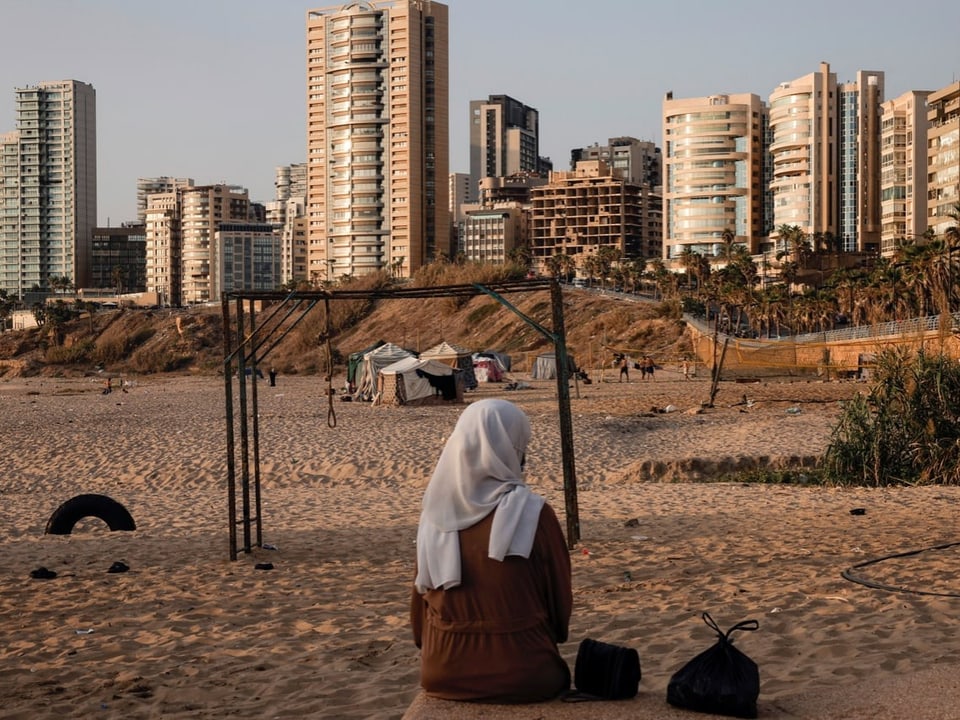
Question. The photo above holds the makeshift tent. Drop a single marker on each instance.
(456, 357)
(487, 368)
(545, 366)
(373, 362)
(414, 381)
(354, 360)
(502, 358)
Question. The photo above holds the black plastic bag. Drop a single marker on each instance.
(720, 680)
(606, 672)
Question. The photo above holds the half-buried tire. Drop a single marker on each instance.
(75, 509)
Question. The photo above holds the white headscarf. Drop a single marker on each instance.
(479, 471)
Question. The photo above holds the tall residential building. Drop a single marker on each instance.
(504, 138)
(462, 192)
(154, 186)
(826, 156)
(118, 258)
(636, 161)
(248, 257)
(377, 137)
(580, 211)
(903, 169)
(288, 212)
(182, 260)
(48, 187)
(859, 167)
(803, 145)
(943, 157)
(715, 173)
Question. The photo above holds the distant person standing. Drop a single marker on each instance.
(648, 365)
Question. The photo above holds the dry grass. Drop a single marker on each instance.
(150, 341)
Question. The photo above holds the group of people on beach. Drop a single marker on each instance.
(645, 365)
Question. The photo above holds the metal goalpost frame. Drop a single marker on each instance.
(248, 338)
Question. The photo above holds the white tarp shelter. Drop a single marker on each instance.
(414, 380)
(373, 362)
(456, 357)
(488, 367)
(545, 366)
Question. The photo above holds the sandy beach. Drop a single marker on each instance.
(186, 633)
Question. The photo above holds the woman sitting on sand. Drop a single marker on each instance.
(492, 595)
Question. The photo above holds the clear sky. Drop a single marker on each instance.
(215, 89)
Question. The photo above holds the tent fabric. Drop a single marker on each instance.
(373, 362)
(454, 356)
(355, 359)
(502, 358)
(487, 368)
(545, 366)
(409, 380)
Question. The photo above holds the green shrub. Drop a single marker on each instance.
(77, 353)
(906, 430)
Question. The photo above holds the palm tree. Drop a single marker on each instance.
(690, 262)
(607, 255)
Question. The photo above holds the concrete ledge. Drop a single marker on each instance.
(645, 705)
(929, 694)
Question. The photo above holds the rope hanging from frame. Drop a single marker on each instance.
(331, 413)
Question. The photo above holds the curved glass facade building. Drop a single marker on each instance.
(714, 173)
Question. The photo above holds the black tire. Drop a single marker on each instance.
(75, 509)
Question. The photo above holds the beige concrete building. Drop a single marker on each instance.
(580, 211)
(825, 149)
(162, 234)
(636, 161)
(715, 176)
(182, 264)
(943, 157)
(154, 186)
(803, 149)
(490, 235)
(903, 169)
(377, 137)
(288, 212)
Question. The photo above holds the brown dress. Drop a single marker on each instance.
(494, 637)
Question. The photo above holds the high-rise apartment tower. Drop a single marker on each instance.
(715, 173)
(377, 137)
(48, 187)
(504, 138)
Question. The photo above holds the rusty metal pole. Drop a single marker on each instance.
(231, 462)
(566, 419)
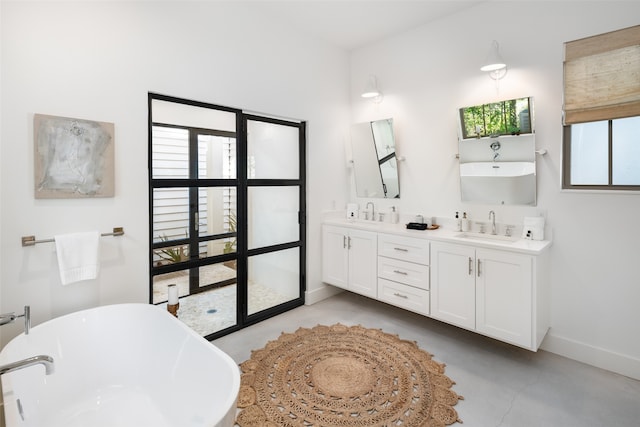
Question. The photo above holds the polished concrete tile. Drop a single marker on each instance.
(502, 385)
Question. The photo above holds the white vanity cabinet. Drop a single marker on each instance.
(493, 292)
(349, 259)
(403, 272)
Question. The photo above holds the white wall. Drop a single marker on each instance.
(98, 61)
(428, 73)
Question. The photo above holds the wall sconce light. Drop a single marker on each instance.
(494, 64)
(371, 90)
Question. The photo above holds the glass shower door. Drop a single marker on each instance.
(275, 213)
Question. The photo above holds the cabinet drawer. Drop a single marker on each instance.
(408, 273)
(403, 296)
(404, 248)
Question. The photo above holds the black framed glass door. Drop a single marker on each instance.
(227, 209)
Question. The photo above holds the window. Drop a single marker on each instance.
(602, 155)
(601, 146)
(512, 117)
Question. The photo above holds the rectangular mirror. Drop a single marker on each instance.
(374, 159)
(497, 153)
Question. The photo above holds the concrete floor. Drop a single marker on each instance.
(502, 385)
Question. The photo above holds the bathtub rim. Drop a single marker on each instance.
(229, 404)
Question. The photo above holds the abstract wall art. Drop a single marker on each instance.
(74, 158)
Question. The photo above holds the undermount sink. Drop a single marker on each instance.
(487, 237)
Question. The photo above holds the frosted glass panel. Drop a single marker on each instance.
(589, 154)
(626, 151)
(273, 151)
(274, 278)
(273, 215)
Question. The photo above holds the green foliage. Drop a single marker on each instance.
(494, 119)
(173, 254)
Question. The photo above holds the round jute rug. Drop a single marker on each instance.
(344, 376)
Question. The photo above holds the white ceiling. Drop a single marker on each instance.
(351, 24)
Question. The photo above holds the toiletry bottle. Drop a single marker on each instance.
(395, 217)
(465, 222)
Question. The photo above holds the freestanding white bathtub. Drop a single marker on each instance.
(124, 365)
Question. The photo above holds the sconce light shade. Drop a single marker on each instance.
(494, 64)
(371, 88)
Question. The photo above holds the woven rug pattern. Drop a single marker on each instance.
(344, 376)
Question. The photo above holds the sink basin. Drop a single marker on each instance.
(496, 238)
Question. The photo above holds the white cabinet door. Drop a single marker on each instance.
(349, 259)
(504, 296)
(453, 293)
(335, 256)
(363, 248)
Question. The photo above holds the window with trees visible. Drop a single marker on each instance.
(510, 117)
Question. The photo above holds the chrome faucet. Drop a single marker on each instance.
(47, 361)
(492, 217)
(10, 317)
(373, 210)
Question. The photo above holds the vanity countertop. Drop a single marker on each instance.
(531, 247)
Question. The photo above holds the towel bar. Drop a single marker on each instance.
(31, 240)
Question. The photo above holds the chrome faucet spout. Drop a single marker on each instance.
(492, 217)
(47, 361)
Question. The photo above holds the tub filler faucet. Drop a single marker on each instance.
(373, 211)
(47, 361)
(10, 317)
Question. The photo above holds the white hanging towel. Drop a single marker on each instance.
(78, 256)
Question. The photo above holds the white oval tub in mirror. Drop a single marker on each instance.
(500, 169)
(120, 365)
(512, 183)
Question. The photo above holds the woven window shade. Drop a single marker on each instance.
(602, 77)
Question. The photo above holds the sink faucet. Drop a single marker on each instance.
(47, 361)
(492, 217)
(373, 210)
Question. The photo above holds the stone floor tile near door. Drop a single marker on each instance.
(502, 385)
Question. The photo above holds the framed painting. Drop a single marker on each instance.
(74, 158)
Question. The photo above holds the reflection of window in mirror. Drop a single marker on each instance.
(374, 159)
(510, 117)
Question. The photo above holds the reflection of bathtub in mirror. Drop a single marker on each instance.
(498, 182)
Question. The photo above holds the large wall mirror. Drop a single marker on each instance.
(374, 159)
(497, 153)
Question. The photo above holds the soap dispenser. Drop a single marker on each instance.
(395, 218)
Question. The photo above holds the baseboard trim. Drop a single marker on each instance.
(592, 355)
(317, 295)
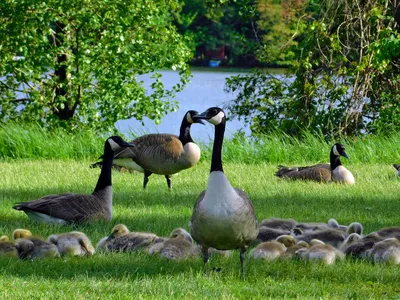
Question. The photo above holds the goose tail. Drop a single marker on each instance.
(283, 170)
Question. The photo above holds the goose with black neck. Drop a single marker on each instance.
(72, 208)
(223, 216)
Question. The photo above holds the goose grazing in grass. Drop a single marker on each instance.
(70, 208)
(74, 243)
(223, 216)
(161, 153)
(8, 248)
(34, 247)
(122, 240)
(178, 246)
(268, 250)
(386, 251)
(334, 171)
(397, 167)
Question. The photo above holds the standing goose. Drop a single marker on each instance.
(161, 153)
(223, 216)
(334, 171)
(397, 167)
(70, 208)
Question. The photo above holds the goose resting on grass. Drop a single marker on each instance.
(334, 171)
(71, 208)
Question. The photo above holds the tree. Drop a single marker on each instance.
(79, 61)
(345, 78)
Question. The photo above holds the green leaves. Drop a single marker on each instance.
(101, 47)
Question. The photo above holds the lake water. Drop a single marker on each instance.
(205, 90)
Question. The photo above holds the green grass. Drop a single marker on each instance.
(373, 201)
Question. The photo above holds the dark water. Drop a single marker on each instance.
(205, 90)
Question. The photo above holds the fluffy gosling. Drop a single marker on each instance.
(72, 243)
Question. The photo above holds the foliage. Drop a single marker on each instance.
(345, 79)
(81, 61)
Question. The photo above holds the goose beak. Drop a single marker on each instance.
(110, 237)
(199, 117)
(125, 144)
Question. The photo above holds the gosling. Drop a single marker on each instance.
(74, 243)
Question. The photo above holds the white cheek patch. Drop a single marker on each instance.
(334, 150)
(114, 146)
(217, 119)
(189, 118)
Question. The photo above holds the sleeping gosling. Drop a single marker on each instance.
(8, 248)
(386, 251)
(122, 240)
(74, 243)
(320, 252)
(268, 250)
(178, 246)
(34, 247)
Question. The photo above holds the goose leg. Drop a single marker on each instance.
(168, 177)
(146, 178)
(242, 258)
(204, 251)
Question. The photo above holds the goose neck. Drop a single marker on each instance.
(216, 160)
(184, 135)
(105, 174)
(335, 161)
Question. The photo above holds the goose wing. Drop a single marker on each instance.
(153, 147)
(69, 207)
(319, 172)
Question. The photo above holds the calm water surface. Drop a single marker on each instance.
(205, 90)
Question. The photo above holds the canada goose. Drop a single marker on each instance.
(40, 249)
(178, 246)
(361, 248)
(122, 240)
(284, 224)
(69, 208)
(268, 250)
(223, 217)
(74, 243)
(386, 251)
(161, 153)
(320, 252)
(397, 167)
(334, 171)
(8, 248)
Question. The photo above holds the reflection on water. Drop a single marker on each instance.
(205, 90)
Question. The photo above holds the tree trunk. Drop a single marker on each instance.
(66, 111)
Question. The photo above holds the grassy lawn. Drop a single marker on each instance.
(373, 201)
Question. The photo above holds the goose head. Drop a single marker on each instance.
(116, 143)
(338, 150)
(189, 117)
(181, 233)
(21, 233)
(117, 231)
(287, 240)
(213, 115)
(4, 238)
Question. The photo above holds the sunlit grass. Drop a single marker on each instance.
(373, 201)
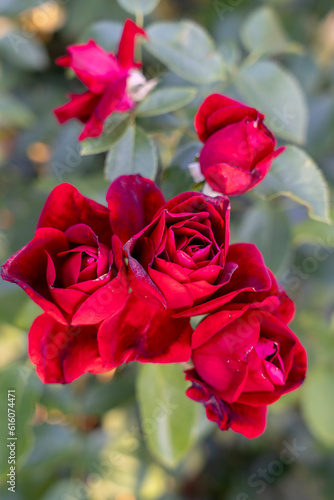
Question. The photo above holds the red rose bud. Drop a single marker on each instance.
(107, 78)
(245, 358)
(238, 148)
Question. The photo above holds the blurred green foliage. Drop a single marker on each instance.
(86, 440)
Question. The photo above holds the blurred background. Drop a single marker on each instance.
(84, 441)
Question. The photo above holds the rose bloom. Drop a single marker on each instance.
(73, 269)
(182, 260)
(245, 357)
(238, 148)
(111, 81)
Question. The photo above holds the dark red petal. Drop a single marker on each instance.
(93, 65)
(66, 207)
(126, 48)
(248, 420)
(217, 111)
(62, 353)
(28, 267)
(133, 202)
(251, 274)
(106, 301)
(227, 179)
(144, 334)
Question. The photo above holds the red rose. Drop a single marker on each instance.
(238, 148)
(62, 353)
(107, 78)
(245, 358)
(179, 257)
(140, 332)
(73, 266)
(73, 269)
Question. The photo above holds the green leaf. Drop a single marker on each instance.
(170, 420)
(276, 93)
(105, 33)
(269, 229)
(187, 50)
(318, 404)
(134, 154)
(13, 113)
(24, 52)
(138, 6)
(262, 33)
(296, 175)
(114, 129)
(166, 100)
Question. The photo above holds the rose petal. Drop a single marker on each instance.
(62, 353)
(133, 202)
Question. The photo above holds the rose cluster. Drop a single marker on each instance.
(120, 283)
________________________________________
• Prompt
Starting at the line that contains "Question. The photo above holds the goose head." and continuing through the end of the material, rewrite each line as one string in a JSON list, skipping blank lines. Leave out the picture lines.

• Exercise answer
[
  "Question. The photo above holds the goose head. Drop a single marker on each instance.",
  "(116, 143)",
  "(338, 150)",
  "(189, 117)",
  "(181, 233)",
  "(21, 233)",
  "(117, 231)",
  "(287, 240)",
  "(213, 115)",
  "(4, 238)",
  "Question. The photo above holds the sunlit grass. Drop a single marker on each instance.",
  "(373, 201)",
  "Question. The photo above holds the red rose bud. Drop a single marker on each instance.",
  "(107, 78)",
  "(245, 358)",
  "(238, 148)",
  "Question. The photo above holds the blurred green foliage. Drop a single marker on each instance.",
  "(86, 440)",
  "Question. The photo above holds the blurred background. Drop a single marker on each instance.",
  "(84, 441)",
  "Question. The photo above holds the rose bloom. Drop a single marker on each instance.",
  "(73, 269)",
  "(182, 260)",
  "(245, 357)",
  "(238, 148)",
  "(111, 81)",
  "Question. The photo above holds the dark red petal. Drop a single marker on each instance.",
  "(93, 65)",
  "(66, 207)",
  "(126, 48)",
  "(248, 420)",
  "(217, 111)",
  "(62, 353)",
  "(28, 267)",
  "(133, 202)",
  "(251, 274)",
  "(106, 301)",
  "(227, 179)",
  "(144, 334)",
  "Question. The photo above holds the red rose. Drop a single marker on each instance.",
  "(238, 148)",
  "(62, 353)",
  "(107, 78)",
  "(245, 358)",
  "(179, 257)",
  "(140, 332)",
  "(73, 266)",
  "(73, 269)",
  "Question. The photo above holds the green leaf. Drop a single marker on each instance.",
  "(170, 420)",
  "(276, 93)",
  "(105, 33)",
  "(269, 229)",
  "(187, 50)",
  "(318, 404)",
  "(134, 154)",
  "(13, 113)",
  "(24, 52)",
  "(138, 6)",
  "(262, 33)",
  "(296, 175)",
  "(114, 129)",
  "(166, 100)",
  "Question. The photo above holds the rose petal. Drop a single marker on each instance.",
  "(62, 353)",
  "(133, 202)",
  "Question. The photo above holds the rose cluster. Drop a single marker on each instance.",
  "(120, 283)"
]